------ Records to use
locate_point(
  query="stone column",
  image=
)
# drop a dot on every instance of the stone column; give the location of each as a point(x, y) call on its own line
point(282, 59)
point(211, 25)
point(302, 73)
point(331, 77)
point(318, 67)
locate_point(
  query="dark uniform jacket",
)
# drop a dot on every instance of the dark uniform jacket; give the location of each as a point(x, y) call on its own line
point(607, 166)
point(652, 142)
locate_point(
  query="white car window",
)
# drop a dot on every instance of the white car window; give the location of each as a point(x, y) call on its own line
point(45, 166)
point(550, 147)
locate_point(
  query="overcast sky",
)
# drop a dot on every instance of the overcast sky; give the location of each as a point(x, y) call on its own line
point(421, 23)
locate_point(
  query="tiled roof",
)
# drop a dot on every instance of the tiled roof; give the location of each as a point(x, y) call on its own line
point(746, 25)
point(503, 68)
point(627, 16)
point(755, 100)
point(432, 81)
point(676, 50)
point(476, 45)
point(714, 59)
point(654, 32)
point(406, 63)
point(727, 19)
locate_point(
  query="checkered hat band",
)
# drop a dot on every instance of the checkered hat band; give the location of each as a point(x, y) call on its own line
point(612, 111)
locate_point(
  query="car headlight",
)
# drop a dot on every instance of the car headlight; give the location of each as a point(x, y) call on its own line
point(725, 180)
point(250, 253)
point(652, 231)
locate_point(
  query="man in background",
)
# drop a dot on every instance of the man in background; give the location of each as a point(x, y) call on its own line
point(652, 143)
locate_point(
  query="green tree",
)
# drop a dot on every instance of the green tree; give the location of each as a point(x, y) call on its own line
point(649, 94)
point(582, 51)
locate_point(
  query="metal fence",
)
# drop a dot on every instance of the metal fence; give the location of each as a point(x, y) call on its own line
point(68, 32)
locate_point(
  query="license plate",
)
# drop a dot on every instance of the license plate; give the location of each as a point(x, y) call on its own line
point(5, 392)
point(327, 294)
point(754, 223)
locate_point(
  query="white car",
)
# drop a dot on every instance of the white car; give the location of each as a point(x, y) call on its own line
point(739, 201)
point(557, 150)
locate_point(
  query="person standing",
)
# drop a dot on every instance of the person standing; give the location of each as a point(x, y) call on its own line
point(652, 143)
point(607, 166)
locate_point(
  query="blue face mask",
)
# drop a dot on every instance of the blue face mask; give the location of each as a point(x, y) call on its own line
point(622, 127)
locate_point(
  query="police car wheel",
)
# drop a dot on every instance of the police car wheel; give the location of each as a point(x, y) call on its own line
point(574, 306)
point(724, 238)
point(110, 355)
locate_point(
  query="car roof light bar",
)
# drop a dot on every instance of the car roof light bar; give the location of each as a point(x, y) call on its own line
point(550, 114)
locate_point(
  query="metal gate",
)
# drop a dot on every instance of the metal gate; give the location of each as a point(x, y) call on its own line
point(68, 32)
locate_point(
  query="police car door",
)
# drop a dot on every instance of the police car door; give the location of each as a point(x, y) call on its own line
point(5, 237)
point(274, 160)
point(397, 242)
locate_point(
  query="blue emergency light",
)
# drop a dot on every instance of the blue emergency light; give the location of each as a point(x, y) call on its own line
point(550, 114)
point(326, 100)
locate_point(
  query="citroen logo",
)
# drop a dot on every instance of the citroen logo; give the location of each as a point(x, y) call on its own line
------------
_Assigned task_. Repeat all the material, keeping each line identical.

_Response below_.
locate_point(
  query="stone column",
  image=
)
# drop a dot on every instance of the stone column; give the location of each as a point(x, y) call on its own line
point(282, 59)
point(211, 25)
point(302, 73)
point(331, 77)
point(318, 67)
locate_point(
  query="dark uniform jacket",
)
# drop a dot on every instance of the dark uniform jacket; give the location of each as a point(x, y) call on its own line
point(607, 166)
point(652, 142)
locate_point(
  query="white car window",
)
# drop a dot on every instance of the white car window; give the location of each as a point(x, y) call on its own line
point(45, 166)
point(550, 147)
locate_point(
  query="overcast sky",
)
# drop a dot on every instance of the overcast sky; give the location of each as a point(x, y) call on its own line
point(421, 23)
locate_point(
  query="tiled roof",
)
# drop a dot on every instance of the tiled roof; give the location of each as a point(x, y) call on its own line
point(746, 25)
point(503, 68)
point(627, 16)
point(755, 100)
point(432, 81)
point(676, 50)
point(476, 45)
point(714, 59)
point(654, 32)
point(406, 63)
point(727, 19)
locate_point(
  query="checkered hat band",
)
# drop a dot on every instance of the checkered hat band; give the location of each as a point(x, y) call on its own line
point(612, 111)
locate_point(
  query="car headlight",
)
# drop a dot on every instance of the car headlight; give the location of each as a point(x, y) call on its own line
point(725, 180)
point(250, 253)
point(652, 231)
locate_point(
  query="man in background",
)
# drop a dot on every instance of the man in background; give the location of each as a point(x, y) call on its own line
point(652, 143)
locate_point(
  query="green tree",
)
# drop a dot on every instance of the green tree; give the location of each as a point(x, y) call on its own line
point(649, 94)
point(582, 51)
locate_point(
  query="metal fence",
)
# drop a dot on every instance of the metal fence; give the location of each as a point(x, y) call on its own line
point(68, 32)
locate_point(
  query="license plate",
)
# drop a dot on every instance of the license plate; give the location of each as a point(x, y) call on its own line
point(5, 392)
point(327, 294)
point(754, 223)
locate_point(
  query="white car",
)
# drop a dot on every instance of the white car; give the location of each as a point(x, y) call on its own line
point(739, 201)
point(557, 150)
locate_point(
  query="person standing",
)
# drop a dot on every instance of the person standing; give the location of each as a point(x, y) call on its own line
point(652, 143)
point(607, 166)
locate_point(
  query="blue face mask",
)
# drop a dot on every instance of the blue face mask; give the location of each as a point(x, y) call on its own line
point(622, 127)
locate_point(
  query="police car wheel",
)
# drop a dot on every instance of the police car wheel; give the location of each as a point(x, y) call on its own line
point(574, 306)
point(724, 238)
point(110, 355)
locate_point(
  query="car roof light bar",
)
# drop a dot on every instance of the car roof light bar; give the location of each as a point(x, y) call on its own line
point(550, 114)
locate_point(
  query="metal gate",
)
# drop a dot on every instance of the metal gate; give the location of each as a point(x, y) call on its own line
point(68, 32)
locate_point(
  query="police car door",
)
# drop a dot on every instance of the police car door; give the location of each as a point(x, y) call on its own line
point(5, 237)
point(274, 160)
point(397, 242)
locate_point(
  query="blue emergency light",
)
# drop a dot on every instance of the blue emergency light; give the location of each as a point(x, y) call on its own line
point(550, 114)
point(326, 100)
locate_point(
  query="citroen logo",
)
# drop a dot on every instance of the citroen logo; give the location of each as a point(x, y) call on its own line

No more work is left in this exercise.